Fragmento del documento:
Hace unas cinco semanas, esta publicación de i-D que quería servir como puerta de entrada al mundo de Dean Blunt, me hizo pensar. El contenido en sí, no. Más bien fue el contexto a su alrededor y sobre todo: las dos polaridades claras en su sección de comentarios.

El que pretendía ser un post para favorecer el descubrimiento de un artista que lleva más de una década conservando su aura alternativa, se transformó en un escaparate de dos tipos de conciencia muy distintas. Por un lado aquellos que recomendaban borrar el post para que Blunt no recibiera más atención de la cuenta y no se convirtiera, de repente, en algo mainstream. Y por otro los que recordaban a las nuevas generaciones presentes que a) gatekeepear un artista es algo muy boomer en nuestros tiempos y b) lo de Dean Blunt pasó hace mucho y no necesita que nadie le haga gatekeeping.

El post rezaba, en su primera frase: "Despite his extensive discography and hyped live sets, no one really knows much about Dean Blunt."

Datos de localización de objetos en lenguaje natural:
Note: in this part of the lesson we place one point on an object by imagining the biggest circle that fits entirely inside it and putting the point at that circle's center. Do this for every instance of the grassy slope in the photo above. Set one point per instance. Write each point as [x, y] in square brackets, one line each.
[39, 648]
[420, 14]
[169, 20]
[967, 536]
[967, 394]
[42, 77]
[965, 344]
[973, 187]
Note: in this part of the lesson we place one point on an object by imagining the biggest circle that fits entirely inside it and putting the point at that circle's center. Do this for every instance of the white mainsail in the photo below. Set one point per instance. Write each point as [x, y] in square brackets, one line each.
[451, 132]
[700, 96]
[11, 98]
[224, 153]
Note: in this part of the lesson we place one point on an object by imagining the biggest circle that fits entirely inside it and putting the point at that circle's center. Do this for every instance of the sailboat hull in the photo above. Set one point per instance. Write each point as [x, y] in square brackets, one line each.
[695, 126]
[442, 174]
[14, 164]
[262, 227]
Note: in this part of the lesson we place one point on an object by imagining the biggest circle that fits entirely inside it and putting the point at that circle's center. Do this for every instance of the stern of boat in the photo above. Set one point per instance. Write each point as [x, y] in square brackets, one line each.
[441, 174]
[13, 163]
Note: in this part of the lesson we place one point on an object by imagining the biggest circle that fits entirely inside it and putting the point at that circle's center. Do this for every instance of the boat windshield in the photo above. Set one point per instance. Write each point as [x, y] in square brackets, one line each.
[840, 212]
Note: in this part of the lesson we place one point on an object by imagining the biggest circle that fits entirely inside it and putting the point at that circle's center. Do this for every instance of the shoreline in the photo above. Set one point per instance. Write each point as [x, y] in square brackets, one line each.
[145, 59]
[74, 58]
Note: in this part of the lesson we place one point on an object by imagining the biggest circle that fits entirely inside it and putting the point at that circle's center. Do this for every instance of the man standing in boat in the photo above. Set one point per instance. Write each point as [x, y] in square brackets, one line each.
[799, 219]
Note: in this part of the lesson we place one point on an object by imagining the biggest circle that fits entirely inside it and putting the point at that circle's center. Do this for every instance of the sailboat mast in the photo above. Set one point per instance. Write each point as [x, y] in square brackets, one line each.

Ejercicios:
1) Responde estas preguntas sobre el texto acerca de Dean Blunt:
(a) ¿Cuánto tiempo hace que la publicación de i-D hizo pensar a quien escribe?
(b) ¿Cuánto tiempo lleva Dean Blunt conservando su aura alternativa?
(c) ¿Cómo califican algunos comentaristas el hecho de hacer gatekeeping a un artista?
2) Enumera las palabras tomadas del inglés que aparecen en las frases en español del texto sobre Dean Blunt. No cuentes los nombres propios ni la cita en inglés del final.
3) Cita el fragmento del texto sobre Dean Blunt que empieza con "Hace unas cinco" y llega hasta "le haga gatekeeping.".
Los ítems son un material independiente del texto.

Respuestas:
1)
(a) Unas cinco semanas.
(b) Más de una década.
(c) Como algo muy boomer en nuestros tiempos.

2) post, mainstream, gatekeepear, boomer, gatekeeping

3)
Hace unas cinco semanas, esta publicación de i-D que quería servir como puerta de entrada al mundo de Dean Blunt, me hizo pensar. El contenido en sí, no. Más bien fue el contexto a su alrededor y sobre todo: las dos polaridades claras en su sección de comentarios.

El que pretendía ser un post para favorecer el descubrimiento de un artista que lleva más de una década conservando su aura alternativa, se transformó en un escaparate de dos tipos de conciencia muy distintas. Por un lado aquellos que recomendaban borrar el post para que Blunt no recibiera más atención de la cuenta y no se convirtiera, de repente, en algo mainstream. Y por otro los que recordaban a las nuevas generaciones presentes que a) gatekeepear un artista es algo muy boomer en nuestros tiempos y b) lo de Dean Blunt pasó hace mucho y no necesita que nadie le haga gatekeeping.